Document section
****************
Wherein the Assyrian library never worried about cuts to the acquisitions budget.
Modern public libraries perform a wide variety of functions: making available books and electronic resources, providing computer and Internet access, offering social services and even using 3D printers to make masks during the pandemic. These are all provided for the well-being of all members of the community.
The library in ancient Nineveh, however, served a patron base of exactly one: the king. This meant that not only did the library never need to worry about budget cuts from higher-ups in the government, but also that the army itself ensured the king never needed to place a hold on a book he was itching to read.
The Not-So-Little Free for Me Library
I’m a big fan of the Little Free Library book-sharing movement. The library of ancient Assyria was the exact opposite of this movement. Not only was it not little—the extant collection includes over 30,000 tablets and writing boards containing an estimated 1,500 titles, including the Epic of Gilgamesh—but it was entirely the property of one individual: king Ashurbanipal, who ruled the empire from 638–631 BCE. One colophon credits the king not only with collecting the tablets and boards, but even with serving as the librarian and organizing them:
The wisdom of Nabu, the signs of writing, as many as have been devised, I wrote on tablets. I arranged (the tablets) in series, I collated (them), and for my royal contemplation and recital I placed them in my palace.
This colophon also emphasizes the entire point of the library: it was for the king’s personal reading and discussion, and therefore was locked away in his palace.
While Ashurbanipal was praised for the wide array of subjects in which he was learned, including medicine and literature, and the majority of the library’s collection consisted of governmental records and correspondence, the king demonstrated a particular interest in documents that would increase his personal power. These works were not military treatises—unlike other monarchs he did not lead his army into battle and instead is depicted in contemporary artwork with a writing stylus tucked into his belt like the Sargonid equivalent of a techbro—but are focused on divination, oracles, omens and other esoterica that could be used to solidify and expand his empire. In other words, Ashurbanipal was a seventh-century Slytherin (with fratricidal civil war substituting for the Sorting Hat).
****************
Entries provided
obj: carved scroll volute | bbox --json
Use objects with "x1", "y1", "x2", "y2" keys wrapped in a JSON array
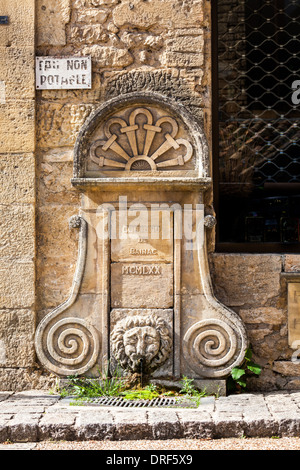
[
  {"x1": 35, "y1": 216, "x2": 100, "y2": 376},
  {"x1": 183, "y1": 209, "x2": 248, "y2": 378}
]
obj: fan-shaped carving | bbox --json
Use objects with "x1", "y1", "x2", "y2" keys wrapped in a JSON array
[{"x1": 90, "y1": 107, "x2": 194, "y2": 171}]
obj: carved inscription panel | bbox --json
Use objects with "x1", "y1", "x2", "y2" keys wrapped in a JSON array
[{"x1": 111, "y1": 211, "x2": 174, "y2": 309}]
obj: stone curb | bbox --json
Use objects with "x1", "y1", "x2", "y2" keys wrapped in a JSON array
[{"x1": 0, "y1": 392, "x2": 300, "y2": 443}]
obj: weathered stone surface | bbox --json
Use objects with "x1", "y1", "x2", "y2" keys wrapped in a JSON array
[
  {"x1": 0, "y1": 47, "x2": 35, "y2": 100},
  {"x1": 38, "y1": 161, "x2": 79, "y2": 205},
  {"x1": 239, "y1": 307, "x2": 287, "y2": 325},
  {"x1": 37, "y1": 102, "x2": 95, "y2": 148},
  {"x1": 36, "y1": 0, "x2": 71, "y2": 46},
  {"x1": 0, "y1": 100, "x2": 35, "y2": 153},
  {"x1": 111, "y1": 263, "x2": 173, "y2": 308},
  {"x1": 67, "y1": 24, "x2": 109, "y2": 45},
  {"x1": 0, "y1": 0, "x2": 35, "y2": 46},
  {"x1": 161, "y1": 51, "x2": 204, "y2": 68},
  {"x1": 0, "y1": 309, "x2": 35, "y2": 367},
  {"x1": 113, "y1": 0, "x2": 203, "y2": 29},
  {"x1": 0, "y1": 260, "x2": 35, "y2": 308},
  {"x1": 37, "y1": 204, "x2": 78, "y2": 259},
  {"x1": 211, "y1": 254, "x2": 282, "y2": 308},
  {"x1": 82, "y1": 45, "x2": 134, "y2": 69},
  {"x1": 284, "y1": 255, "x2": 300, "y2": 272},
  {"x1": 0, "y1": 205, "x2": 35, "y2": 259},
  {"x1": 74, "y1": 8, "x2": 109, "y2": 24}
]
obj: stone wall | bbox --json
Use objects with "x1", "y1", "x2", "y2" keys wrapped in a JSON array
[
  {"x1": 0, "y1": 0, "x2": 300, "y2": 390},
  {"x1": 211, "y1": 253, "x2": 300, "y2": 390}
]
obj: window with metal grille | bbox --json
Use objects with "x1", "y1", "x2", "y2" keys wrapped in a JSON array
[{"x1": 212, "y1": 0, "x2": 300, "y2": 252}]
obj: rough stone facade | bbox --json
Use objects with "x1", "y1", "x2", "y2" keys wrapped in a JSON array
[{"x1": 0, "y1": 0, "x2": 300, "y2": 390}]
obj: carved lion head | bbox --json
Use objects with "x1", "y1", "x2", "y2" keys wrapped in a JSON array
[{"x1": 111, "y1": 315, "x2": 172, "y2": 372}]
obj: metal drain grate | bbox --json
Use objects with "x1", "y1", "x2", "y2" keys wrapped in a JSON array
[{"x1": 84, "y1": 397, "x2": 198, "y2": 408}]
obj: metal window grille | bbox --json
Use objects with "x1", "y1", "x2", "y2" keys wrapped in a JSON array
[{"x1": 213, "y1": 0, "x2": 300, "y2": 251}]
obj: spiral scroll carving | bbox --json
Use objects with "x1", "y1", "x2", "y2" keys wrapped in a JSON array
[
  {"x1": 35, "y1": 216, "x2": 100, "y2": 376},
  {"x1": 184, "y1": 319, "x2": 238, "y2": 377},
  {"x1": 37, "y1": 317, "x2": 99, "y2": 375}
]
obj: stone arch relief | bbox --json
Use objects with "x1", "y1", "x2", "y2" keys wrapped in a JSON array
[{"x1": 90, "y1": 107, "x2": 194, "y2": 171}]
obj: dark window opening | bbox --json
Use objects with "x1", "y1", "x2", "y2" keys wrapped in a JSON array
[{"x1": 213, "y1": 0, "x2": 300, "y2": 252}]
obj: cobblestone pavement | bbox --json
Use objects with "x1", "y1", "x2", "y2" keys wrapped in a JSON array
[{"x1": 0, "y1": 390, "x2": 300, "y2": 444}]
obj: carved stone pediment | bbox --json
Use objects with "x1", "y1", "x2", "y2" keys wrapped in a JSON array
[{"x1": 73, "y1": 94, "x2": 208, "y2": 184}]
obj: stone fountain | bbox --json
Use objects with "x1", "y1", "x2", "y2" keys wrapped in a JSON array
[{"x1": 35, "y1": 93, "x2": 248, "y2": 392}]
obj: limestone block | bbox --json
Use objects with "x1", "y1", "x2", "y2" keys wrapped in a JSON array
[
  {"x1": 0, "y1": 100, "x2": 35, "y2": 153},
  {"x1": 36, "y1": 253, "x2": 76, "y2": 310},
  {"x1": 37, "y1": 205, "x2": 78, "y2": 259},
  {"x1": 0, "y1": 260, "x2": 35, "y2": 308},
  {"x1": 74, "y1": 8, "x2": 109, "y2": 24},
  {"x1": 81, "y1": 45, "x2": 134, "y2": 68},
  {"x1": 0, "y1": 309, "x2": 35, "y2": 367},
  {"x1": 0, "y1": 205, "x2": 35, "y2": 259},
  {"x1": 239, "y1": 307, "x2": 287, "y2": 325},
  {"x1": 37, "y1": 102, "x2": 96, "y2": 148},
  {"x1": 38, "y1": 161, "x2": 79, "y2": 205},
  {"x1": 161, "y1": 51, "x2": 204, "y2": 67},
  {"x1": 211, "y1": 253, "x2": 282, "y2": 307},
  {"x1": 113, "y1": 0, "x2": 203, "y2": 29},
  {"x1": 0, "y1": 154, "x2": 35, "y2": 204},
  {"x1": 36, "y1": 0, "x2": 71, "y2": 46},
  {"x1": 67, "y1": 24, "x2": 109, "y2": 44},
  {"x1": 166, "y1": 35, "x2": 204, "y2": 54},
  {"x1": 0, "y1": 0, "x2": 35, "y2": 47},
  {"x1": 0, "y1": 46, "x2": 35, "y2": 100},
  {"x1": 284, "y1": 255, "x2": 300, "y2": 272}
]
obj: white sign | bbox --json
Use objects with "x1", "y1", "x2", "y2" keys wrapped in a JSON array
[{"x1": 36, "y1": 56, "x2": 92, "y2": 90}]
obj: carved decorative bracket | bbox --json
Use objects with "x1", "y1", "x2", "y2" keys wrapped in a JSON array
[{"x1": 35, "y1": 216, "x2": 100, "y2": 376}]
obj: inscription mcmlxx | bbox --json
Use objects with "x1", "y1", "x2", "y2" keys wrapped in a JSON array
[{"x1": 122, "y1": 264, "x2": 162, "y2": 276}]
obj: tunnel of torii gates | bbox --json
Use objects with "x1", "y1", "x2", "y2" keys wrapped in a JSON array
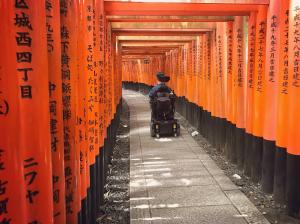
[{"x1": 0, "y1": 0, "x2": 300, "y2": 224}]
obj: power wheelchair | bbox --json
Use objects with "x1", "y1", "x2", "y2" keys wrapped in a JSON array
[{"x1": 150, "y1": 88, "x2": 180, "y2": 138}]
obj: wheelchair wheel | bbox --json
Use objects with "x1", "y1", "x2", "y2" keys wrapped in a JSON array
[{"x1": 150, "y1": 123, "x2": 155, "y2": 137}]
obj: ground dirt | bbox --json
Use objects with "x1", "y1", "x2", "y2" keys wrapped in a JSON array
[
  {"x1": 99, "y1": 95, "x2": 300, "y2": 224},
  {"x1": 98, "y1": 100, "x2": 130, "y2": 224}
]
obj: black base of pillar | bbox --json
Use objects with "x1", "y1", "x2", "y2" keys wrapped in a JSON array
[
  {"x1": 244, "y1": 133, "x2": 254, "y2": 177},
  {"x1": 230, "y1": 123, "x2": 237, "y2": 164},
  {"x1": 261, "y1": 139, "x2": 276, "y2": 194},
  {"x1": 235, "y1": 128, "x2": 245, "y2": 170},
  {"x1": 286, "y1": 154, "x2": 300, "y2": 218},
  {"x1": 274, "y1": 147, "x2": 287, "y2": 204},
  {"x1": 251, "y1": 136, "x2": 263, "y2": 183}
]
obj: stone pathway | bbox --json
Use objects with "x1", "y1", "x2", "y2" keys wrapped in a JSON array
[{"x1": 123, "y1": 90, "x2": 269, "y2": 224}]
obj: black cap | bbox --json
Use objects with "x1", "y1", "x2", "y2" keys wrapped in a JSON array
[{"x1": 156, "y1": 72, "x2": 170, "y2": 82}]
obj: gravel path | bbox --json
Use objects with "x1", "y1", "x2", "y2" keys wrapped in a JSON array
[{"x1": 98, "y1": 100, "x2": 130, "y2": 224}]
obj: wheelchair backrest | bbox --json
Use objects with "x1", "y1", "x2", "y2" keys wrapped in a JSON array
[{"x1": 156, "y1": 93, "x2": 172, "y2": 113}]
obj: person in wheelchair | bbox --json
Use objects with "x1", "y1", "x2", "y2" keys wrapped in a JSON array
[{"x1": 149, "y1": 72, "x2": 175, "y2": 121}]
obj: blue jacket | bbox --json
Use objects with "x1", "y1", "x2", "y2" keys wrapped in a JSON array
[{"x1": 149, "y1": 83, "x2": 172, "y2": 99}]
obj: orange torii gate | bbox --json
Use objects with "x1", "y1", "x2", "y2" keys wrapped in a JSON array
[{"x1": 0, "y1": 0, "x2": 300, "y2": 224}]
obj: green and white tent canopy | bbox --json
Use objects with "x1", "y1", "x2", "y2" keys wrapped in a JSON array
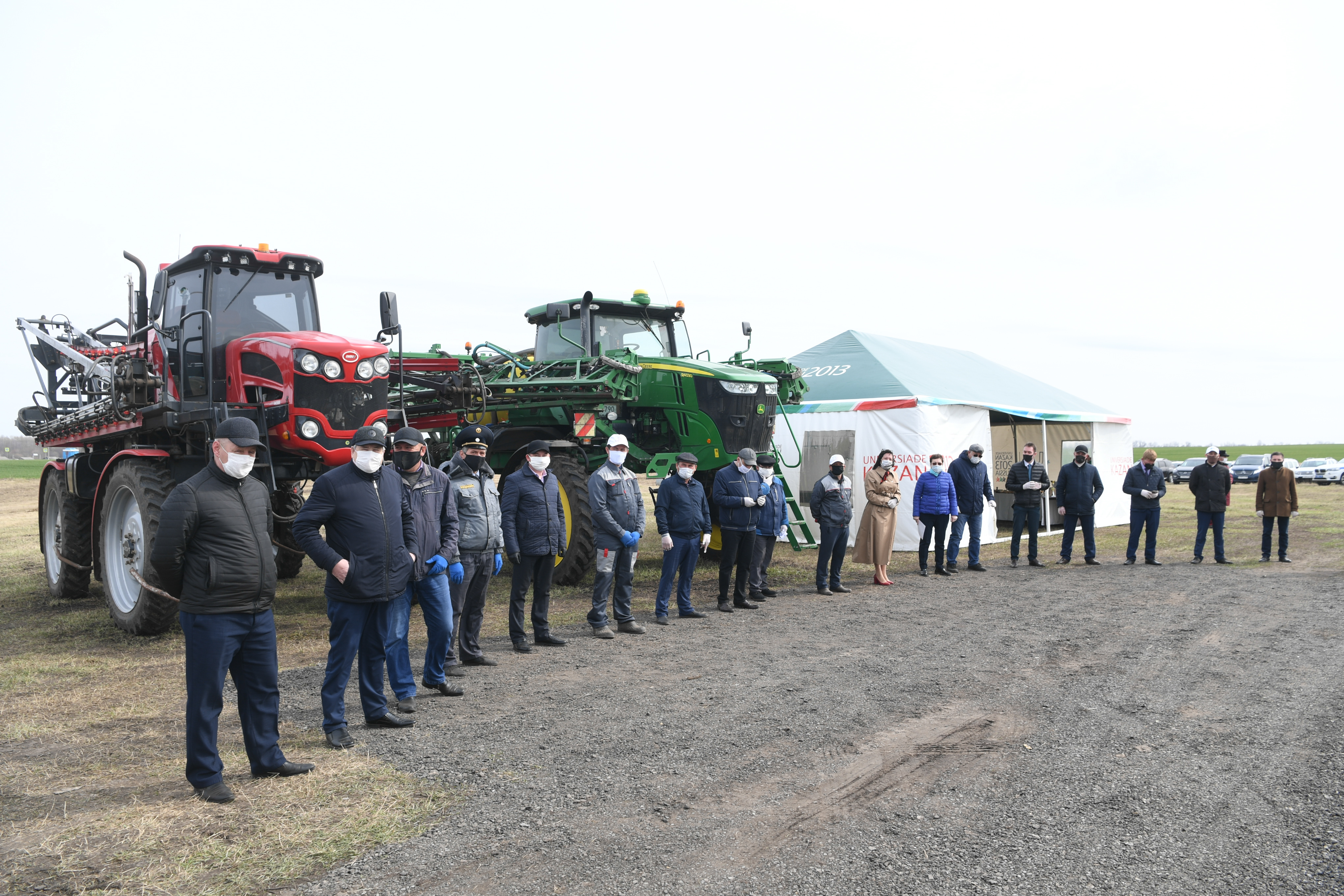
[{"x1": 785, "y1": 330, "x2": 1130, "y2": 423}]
****************
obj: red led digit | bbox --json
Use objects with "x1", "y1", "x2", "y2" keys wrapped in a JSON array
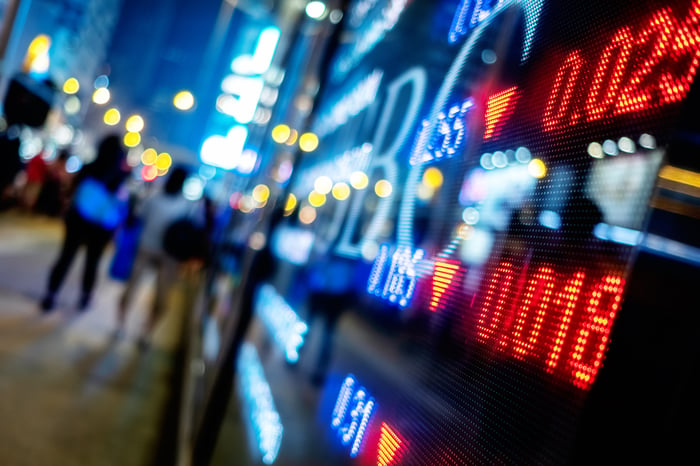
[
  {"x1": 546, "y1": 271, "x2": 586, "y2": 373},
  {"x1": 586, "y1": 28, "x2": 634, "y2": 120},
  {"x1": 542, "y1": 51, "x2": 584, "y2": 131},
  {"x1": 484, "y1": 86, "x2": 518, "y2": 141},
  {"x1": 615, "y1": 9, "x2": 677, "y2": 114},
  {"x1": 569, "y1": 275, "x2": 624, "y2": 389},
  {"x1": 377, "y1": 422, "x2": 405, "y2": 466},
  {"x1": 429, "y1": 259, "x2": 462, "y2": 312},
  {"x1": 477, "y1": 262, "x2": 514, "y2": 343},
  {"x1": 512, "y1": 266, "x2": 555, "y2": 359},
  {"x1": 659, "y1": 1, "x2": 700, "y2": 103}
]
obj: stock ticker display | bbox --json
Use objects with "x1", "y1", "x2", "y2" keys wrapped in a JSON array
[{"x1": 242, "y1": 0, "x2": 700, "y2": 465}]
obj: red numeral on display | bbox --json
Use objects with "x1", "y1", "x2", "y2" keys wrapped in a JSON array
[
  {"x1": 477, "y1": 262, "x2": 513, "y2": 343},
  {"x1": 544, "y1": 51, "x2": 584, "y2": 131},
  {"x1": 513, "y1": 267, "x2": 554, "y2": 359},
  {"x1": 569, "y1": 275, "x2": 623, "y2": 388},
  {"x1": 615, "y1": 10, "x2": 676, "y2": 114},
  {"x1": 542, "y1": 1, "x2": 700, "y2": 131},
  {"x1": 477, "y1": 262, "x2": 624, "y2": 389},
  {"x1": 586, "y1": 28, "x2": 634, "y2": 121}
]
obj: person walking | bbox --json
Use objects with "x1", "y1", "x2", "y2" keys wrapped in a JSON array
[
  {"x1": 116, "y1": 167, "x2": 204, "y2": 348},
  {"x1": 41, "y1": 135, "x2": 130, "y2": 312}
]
****************
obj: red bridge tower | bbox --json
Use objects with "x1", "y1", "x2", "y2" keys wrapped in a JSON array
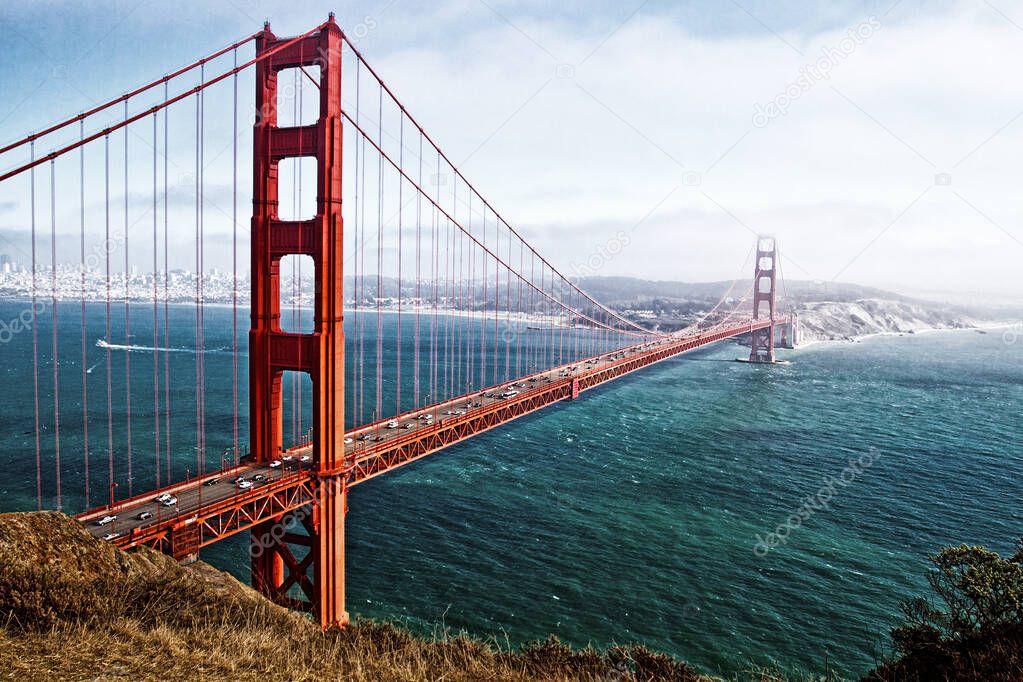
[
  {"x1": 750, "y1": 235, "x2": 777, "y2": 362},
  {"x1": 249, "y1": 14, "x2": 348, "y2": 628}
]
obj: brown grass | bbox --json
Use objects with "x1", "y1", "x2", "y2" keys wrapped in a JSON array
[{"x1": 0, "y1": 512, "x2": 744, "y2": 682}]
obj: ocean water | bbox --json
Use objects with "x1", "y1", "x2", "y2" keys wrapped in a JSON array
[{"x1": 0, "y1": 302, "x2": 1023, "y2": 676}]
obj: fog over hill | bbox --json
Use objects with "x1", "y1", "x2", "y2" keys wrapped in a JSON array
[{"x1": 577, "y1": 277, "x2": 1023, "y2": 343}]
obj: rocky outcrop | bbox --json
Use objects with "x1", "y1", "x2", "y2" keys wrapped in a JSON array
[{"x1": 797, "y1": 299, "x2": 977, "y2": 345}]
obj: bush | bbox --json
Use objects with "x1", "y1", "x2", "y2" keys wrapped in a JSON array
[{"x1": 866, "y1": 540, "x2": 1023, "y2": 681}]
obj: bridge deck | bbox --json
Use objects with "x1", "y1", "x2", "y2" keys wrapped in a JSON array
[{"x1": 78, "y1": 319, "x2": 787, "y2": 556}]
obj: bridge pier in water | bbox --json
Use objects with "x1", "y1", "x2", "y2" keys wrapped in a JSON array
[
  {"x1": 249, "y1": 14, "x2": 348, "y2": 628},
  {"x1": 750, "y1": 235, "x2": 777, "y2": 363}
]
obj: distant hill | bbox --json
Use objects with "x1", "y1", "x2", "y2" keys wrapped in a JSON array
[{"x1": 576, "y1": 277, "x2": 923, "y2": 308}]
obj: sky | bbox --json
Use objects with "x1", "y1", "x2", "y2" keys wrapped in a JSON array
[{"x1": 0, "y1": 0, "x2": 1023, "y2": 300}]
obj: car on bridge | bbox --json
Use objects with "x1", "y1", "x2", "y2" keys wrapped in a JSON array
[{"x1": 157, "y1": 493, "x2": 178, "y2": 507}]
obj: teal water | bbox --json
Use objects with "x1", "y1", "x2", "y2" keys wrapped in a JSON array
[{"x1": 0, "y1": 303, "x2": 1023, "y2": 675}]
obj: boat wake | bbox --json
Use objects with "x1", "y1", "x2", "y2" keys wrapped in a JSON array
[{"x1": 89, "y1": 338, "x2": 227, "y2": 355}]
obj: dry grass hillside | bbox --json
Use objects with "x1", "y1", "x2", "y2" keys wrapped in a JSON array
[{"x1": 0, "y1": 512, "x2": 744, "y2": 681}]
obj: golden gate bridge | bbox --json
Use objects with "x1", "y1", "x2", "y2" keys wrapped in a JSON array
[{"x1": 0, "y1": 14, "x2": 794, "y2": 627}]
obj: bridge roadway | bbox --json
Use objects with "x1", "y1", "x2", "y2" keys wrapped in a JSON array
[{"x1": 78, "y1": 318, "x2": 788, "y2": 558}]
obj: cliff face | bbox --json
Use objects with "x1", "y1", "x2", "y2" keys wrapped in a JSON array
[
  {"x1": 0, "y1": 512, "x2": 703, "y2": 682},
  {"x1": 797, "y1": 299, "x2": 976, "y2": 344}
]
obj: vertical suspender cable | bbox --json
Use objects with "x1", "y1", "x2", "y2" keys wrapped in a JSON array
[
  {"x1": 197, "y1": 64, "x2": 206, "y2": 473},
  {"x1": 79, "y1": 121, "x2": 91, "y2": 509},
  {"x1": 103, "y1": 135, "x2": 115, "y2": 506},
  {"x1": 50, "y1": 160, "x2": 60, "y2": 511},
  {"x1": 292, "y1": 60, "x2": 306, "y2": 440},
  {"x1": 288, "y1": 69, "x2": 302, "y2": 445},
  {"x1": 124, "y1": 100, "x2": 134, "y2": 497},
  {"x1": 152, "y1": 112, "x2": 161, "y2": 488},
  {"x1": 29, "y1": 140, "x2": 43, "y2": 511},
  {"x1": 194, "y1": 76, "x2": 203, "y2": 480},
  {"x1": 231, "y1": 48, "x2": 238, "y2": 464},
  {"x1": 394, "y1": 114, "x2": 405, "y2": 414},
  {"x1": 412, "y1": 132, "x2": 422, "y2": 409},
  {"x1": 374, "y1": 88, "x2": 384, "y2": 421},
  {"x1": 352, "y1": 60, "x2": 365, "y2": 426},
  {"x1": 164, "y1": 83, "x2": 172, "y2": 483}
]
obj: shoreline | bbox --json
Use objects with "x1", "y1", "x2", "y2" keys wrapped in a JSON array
****************
Questions
a) Answer these from the text on the Assyrian library:
(i) How many tablets and writing boards does the surviving collection include?
(ii) In what years did Ashurbanipal rule the empire?
(iii) What does contemporary artwork show tucked into Ashurbanipal's belt?
b) Write the next part of the text on the Assyrian library, starting after its final sentence.
The listing plays no part in what comes next.

Outputs for the tasks
a)
(i) Over 30,000.
(ii) 638–631 BCE.
(iii) A writing stylus.

b)
Round Up All the Citizens…and the Books
A key problem in building an extensive library collection is finding a way to pay for all the books (as I mentioned in an earlier post, the Greeks weren’t above taking a “five-finger discount”). The Assyrians were notorious for removing the peoples and treasures of conquered nations and relocating them to where they would be most advantageous to the empire (for example, the ten tribes of Israel were exiled by Tiglash-Peleser III and Sargon II in the eight-century BCE, and a relief depicts Ashurbanipal himself surveying the captives and booty taken taken from Babylon following the civil war with his brother). This became a primary method for supplying works for Ashurbanipal’s library.
A particularly vivid letter written after the conquest of Babylon describes not only the brutal way the Assyrians acquired new books, but also highlights Ashurbanipal’s interest in the “dark arts:”
Ninurta-gimilli, the son of the governor of Nippur, has completed the series (of celestial omens) and been put in irons. He is assigned to Banunu in the Succession Palace and there is no work for him at present. Kudurru and Kunaya have completed the incantation series Evil Demons. They are at the command of Sasi.
Ashurbanipal did not need to worry about overdue fines for his books, but he was concerned about other people making off with the precious resources. A colophon on one of his tablets therefore warns, “Whoever removes (the tablet), writes his name in place of my name, may Ashur and Ninlil, angered and grim, cast him down, erase his name, his seed, in the land.” This is a fate even more grim than the overdue fine looming over “Mad Dog” Binkley in Bloom County.
Image: Library of Ashurbanipal Mesopotamia 1500-539 BC Gallery, British Museum (Source)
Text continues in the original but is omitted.